-- DATA LISTING --
——————————

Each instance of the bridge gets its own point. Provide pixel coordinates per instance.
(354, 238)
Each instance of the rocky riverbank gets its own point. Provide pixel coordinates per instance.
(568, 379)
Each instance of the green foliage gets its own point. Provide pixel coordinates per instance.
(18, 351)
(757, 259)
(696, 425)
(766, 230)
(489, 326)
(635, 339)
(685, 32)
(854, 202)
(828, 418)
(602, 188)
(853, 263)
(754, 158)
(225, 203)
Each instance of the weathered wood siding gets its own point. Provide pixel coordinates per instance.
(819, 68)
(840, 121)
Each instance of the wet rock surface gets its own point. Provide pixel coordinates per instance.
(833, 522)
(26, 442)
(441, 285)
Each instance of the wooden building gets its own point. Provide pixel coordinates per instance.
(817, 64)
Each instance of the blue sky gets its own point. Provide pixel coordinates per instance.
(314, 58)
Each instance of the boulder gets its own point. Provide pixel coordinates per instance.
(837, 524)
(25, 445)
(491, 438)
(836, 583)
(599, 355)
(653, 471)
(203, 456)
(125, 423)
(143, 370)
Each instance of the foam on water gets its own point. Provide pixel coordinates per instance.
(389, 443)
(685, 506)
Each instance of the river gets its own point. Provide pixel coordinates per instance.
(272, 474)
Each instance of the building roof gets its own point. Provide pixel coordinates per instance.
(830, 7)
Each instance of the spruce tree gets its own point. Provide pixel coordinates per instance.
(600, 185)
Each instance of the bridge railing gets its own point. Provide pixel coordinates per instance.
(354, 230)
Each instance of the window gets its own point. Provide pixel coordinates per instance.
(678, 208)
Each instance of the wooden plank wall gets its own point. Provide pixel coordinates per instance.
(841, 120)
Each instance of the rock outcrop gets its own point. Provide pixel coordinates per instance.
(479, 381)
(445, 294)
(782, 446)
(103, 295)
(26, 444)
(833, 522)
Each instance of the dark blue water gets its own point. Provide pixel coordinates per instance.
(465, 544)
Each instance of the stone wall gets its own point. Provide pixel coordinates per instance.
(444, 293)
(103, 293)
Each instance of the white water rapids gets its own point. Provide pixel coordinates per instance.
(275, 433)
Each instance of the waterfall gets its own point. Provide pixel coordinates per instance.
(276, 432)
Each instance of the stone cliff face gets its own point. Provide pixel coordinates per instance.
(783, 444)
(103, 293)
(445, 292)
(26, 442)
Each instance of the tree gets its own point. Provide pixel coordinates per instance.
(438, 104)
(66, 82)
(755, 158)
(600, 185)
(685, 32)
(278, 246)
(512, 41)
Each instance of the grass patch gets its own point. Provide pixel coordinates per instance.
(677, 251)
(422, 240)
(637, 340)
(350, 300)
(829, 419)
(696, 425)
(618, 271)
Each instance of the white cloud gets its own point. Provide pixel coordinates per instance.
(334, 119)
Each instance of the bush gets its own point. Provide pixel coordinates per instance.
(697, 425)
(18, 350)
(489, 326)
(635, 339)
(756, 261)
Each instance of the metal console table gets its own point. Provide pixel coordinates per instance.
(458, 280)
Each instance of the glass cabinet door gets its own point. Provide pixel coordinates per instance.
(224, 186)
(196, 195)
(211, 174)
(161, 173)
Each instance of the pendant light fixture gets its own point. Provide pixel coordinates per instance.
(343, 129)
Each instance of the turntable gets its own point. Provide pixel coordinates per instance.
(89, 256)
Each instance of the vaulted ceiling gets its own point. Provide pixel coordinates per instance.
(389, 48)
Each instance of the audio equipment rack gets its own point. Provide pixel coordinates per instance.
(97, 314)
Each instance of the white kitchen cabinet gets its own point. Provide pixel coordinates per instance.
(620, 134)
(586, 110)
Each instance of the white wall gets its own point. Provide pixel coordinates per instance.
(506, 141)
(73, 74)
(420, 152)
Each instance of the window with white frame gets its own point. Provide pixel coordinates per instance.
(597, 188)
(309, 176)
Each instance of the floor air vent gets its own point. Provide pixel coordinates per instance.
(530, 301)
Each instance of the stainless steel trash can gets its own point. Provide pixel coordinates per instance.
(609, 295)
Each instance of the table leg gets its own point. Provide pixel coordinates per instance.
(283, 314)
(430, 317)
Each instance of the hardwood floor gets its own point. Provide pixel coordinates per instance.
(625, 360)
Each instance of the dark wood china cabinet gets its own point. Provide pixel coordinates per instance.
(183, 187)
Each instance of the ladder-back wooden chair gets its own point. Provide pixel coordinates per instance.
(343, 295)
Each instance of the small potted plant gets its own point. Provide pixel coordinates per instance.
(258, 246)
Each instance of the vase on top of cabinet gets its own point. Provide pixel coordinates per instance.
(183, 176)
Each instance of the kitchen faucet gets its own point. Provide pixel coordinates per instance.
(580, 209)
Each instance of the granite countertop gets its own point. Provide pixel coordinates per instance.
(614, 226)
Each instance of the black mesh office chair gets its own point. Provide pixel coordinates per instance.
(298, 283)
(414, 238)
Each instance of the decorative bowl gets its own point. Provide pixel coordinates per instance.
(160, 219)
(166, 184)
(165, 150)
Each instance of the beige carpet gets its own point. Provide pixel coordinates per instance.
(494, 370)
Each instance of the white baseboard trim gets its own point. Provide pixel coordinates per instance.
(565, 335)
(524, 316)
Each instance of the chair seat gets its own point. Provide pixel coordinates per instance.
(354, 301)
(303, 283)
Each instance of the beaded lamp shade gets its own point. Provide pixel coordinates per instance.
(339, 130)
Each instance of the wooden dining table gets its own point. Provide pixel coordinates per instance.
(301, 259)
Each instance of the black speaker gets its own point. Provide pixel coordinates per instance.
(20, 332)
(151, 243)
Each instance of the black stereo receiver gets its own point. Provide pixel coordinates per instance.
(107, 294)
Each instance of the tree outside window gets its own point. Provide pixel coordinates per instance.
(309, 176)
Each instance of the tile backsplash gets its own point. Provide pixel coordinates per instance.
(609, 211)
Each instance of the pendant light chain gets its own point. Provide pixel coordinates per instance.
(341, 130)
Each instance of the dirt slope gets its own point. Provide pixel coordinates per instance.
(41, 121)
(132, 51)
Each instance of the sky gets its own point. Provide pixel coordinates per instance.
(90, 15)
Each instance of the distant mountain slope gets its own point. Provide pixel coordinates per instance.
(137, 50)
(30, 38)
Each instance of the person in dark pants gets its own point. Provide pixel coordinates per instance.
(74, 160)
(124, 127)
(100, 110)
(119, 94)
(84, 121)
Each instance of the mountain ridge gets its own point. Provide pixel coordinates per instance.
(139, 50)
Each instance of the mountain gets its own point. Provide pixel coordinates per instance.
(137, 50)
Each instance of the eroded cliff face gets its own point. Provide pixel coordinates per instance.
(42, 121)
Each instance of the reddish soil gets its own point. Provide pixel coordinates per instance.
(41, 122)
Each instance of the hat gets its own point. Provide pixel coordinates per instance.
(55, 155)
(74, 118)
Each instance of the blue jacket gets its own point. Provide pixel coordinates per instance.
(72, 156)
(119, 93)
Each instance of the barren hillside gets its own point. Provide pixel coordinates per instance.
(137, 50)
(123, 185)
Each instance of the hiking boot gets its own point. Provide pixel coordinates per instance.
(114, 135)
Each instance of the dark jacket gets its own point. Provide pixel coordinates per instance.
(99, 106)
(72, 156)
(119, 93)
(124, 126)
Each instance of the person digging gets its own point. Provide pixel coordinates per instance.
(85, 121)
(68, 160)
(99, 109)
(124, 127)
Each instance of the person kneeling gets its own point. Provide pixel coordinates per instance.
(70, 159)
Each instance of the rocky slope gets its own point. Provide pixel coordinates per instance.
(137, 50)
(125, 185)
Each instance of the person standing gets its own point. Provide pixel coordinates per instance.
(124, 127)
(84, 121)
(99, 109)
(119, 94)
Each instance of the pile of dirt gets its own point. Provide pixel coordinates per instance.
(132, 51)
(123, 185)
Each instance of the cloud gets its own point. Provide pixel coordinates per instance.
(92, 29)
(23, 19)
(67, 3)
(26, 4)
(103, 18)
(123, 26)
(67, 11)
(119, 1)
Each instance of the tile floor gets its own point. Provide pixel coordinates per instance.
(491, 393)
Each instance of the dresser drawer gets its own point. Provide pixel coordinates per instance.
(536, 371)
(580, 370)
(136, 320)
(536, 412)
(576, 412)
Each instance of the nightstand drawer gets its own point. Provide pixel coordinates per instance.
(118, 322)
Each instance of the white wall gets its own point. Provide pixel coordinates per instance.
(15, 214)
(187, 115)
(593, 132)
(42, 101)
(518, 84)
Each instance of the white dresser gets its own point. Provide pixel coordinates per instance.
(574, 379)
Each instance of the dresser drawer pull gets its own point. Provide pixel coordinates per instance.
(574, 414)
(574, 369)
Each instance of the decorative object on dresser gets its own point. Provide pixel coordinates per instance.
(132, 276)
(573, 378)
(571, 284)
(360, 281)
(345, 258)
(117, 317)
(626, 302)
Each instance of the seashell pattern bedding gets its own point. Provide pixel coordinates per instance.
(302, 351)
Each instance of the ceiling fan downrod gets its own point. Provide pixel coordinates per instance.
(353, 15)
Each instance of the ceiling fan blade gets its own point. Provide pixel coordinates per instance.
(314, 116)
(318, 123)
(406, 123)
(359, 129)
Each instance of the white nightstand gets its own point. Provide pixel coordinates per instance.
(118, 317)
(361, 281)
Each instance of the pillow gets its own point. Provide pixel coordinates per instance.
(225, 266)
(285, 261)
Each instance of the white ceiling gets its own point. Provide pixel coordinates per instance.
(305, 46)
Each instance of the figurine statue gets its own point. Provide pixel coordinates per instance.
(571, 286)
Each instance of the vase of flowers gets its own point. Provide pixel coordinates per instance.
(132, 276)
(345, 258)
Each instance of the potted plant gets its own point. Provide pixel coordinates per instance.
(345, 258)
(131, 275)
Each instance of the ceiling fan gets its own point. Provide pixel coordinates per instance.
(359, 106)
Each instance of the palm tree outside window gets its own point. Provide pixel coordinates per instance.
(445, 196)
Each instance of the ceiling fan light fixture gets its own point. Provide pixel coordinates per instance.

——————————

-- DIRECTIONS FOR THIS TASK --
From the line containing "Each instance of the ceiling fan blade" down to the last line, reproduce the records exactly. Include both ends.

-- SOLUTION TO THE PROBLEM --
Each instance of the ceiling fan blade gets its own point. Provide pixel coordinates per instance.
(314, 116)
(318, 123)
(406, 123)
(359, 129)
Each instance of the white nightstand gets its own point. Provide pixel coordinates per instance.
(118, 317)
(361, 281)
Each instance of the pillow gets its own point. Provide pixel coordinates per instance.
(225, 266)
(285, 261)
Each instance of the white ceiling gets its own point. Provide pixel coordinates per instance.
(305, 46)
Each instance of the figurine statue gets its own point. Provide pixel coordinates per instance.
(571, 286)
Each instance of the vase of flowers gets its own point. Provide pixel coordinates per instance.
(132, 276)
(345, 258)
Each instance of the potted plant gets its own point. Provide pixel coordinates per instance.
(345, 258)
(131, 275)
Each instance of the ceiling fan gets its own point. Provide pixel coordinates per instance.
(359, 106)
Each instance of the palm tree outside window gets its own point. Provide pixel coordinates per instance.
(445, 196)
Each instance of the ceiling fan light fixture gets its own point. Provide pixel coordinates per instance.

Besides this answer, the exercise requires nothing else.